* Exercise directions:
Give back the line that contains "player's ear, which" and every following line, exactly as they appear, through the end of the data.

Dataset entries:
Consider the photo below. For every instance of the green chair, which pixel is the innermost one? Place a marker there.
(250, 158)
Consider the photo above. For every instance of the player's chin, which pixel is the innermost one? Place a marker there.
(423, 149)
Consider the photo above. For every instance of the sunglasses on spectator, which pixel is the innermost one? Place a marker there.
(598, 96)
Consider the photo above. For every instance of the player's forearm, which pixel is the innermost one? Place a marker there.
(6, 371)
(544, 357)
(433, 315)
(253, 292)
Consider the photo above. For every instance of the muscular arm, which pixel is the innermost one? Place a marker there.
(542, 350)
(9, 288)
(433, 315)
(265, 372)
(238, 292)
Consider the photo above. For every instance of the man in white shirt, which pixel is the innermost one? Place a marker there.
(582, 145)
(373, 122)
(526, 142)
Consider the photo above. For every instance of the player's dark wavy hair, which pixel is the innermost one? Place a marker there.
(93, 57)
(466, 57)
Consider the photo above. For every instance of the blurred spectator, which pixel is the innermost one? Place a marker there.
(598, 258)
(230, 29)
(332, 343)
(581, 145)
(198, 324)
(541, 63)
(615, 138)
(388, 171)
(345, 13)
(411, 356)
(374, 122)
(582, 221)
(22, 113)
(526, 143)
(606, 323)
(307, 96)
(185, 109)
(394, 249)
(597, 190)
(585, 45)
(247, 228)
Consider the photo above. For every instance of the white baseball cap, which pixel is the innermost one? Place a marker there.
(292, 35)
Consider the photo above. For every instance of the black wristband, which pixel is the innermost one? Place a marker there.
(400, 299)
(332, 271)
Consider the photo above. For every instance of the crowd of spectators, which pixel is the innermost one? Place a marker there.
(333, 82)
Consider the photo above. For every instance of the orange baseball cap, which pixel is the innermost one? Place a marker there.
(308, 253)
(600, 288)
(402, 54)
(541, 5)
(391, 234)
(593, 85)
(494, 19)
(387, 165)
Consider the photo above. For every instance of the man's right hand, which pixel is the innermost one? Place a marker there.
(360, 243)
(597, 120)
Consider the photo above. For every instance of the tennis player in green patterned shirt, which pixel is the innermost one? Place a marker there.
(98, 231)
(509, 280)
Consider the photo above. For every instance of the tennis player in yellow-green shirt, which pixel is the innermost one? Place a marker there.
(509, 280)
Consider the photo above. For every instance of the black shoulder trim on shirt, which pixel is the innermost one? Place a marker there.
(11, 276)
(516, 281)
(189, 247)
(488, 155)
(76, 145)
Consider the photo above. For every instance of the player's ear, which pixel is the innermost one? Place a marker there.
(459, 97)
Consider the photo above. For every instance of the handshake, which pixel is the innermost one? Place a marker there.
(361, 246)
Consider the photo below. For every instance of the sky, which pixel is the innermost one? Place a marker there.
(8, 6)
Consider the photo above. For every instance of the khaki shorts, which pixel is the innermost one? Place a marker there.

* The completed task:
Consider the photo above. For every instance of the player's ear, which pixel is the innermost one? Place a marker there.
(459, 97)
Consider the photo above. For every instance of the handshake, which pixel is the innermost one? Place a marker there.
(361, 246)
Consider the photo below. For every instance of the sky, which pixel is the innermost one? Place a marker there.
(8, 6)
Consider the photo above. For every instance of the khaki shorts, which pixel is the innermost one? Place a marker there.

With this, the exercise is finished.